§ **Aim 1**:
In the listing below, arrange the lines from the one containing "earlobe, it would be much appreciated." through the one containing "POLYGON ((56 162, 57" as a numbered list, omitting blank lines.

§ **Reading text**:

═══

I was extremely frustrated with this session. I attended thinking the panel would stick to the topic–Enterprise 2.0. Unfortunately, the discussion was around everything but that. The moderator and the panel seemed to confuse “Web 2.0” with “Enterprise 2.0”. Rather than talk about how Web 2.0 technologies can be applied within an organization to boost collaboration, leverage the power of the social network across the org, and reap the benefits of a less-structured, self-forming, self-regulated approach to Knowledge Management (this is McAfee’s and generally everybody else’s definition of Enterprise 2.0), the entire session was devoted to old ideas around customer engagement, customer-driven product development, and online communities. It was a very extranet/internet-centric discussion which entirely misses the point.

I wasn’t the only one who was frustrated–after asking the panel a question which essentially boiled down to “Is it you or me? Which one of us is confused?” several people approached me to share their disappointment.

═══

§ **Input data**:
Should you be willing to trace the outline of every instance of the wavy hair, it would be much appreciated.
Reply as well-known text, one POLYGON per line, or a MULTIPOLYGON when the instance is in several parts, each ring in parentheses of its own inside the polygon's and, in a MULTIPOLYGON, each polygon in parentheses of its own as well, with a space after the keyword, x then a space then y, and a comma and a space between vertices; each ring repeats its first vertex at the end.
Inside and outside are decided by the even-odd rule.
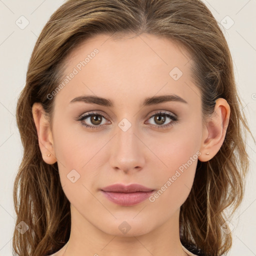
POLYGON ((203 116, 212 114, 215 100, 230 108, 224 143, 207 162, 198 160, 190 193, 180 211, 180 238, 190 250, 206 256, 226 253, 232 236, 222 231, 224 210, 233 214, 241 202, 248 168, 246 132, 252 134, 240 107, 232 56, 224 36, 206 5, 199 0, 69 0, 51 16, 33 50, 26 86, 18 100, 16 121, 24 146, 14 187, 16 229, 13 252, 42 256, 56 252, 70 232, 70 203, 62 188, 57 163, 42 160, 32 108, 40 102, 50 118, 54 99, 47 96, 62 80, 66 60, 94 36, 147 33, 178 42, 191 54, 193 78, 201 92, 203 116))

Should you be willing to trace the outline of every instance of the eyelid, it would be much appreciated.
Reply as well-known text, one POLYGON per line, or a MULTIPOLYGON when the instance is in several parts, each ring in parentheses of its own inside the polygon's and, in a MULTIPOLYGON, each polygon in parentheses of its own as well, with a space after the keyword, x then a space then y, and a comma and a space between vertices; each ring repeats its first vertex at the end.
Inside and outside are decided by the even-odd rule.
MULTIPOLYGON (((173 125, 174 122, 178 122, 179 120, 178 118, 178 116, 174 114, 174 113, 166 111, 166 110, 155 110, 154 113, 151 113, 148 116, 148 117, 146 117, 147 121, 146 124, 148 124, 148 120, 150 120, 155 116, 166 116, 168 118, 170 118, 172 120, 169 122, 169 123, 167 124, 164 124, 164 125, 154 125, 152 124, 150 124, 151 126, 154 126, 154 128, 162 128, 162 129, 164 129, 167 128, 169 126, 172 126, 173 125)), ((101 114, 101 112, 100 110, 94 110, 92 112, 84 112, 83 114, 79 116, 76 120, 77 121, 82 121, 84 119, 87 119, 88 118, 90 118, 91 116, 103 116, 106 120, 108 120, 108 118, 105 116, 104 114, 101 114)), ((109 124, 109 122, 108 122, 109 124)), ((92 129, 98 129, 102 128, 102 126, 105 126, 106 124, 100 124, 98 126, 92 126, 90 124, 82 124, 84 126, 86 126, 86 128, 92 128, 92 129)))

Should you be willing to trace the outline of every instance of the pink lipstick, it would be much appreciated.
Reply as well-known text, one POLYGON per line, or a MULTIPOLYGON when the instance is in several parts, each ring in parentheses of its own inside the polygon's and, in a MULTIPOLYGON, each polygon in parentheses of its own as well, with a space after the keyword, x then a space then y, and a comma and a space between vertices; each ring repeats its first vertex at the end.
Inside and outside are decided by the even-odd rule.
POLYGON ((114 184, 100 190, 108 200, 123 206, 139 204, 148 198, 154 191, 139 184, 114 184))

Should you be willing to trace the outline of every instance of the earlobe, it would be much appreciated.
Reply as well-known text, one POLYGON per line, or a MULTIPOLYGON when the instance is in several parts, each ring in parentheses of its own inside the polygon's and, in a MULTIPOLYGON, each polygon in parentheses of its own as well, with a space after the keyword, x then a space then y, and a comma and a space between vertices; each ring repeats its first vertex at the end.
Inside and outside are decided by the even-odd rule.
POLYGON ((226 100, 219 98, 216 100, 214 111, 204 125, 198 156, 201 162, 212 158, 220 148, 228 124, 230 107, 226 100))
POLYGON ((56 162, 57 160, 54 150, 50 124, 46 118, 42 104, 34 103, 32 106, 32 113, 42 158, 46 164, 52 164, 56 162))

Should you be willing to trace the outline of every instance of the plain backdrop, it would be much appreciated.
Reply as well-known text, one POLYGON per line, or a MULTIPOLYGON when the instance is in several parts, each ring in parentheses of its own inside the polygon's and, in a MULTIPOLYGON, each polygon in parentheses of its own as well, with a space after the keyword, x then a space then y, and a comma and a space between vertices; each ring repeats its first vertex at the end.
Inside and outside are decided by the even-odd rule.
MULTIPOLYGON (((17 100, 25 84, 36 40, 51 14, 64 2, 0 0, 0 256, 12 255, 15 228, 13 184, 22 153, 15 118, 17 100)), ((242 108, 255 136, 256 0, 204 2, 219 23, 229 44, 242 108)), ((250 170, 244 201, 234 218, 228 220, 234 227, 233 245, 228 256, 256 255, 256 148, 250 137, 246 144, 250 170)))

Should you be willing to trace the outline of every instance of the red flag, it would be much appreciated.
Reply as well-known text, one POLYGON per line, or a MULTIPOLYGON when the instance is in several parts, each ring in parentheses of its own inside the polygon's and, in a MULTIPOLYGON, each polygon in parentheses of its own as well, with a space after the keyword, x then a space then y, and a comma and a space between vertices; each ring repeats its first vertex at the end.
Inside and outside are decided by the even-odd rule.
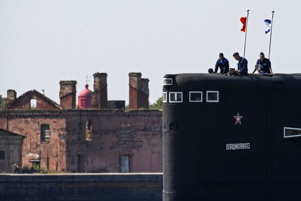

═══

§ **Aim 2**:
Set down the whole Enterprise 2.0 session text above, word for word.

§ **Full answer 1**:
1. Should you be willing to trace the outline of every instance of the earlobe, it would be much appreciated.
2. Reply as well-known text, one POLYGON per line, or a MULTIPOLYGON when the instance is in several parts, each ring in parentheses of its own inside the polygon's and, in a MULTIPOLYGON, each polygon in parentheses of its own as well, with a space after the keyword, x then a space then y, and a comma and a space between vertices; each ring repeats its first vertex at the end.
3. Inside and outside are decided by the even-odd rule.
4. POLYGON ((226 100, 219 98, 216 100, 214 111, 204 125, 198 156, 201 162, 212 158, 220 148, 228 124, 230 107, 226 100))
5. POLYGON ((56 162, 57 160, 54 150, 50 124, 46 118, 42 104, 34 103, 32 106, 32 113, 42 158, 46 164, 52 164, 56 162))

§ **Full answer 2**:
I was extremely frustrated with this session. I attended thinking the panel would stick to the topic–Enterprise 2.0. Unfortunately, the discussion was around everything but that. The moderator and the panel seemed to confuse “Web 2.0” with “Enterprise 2.0”. Rather than talk about how Web 2.0 technologies can be applied within an organization to boost collaboration, leverage the power of the social network across the org, and reap the benefits of a less-structured, self-forming, self-regulated approach to Knowledge Management (this is McAfee’s and generally everybody else’s definition of Enterprise 2.0), the entire session was devoted to old ideas around customer engagement, customer-driven product development, and online communities. It was a very extranet/internet-centric discussion which entirely misses the point.

I wasn’t the only one who was frustrated–after asking the panel a question which essentially boiled down to “Is it you or me? Which one of us is confused?” several people approached me to share their disappointment.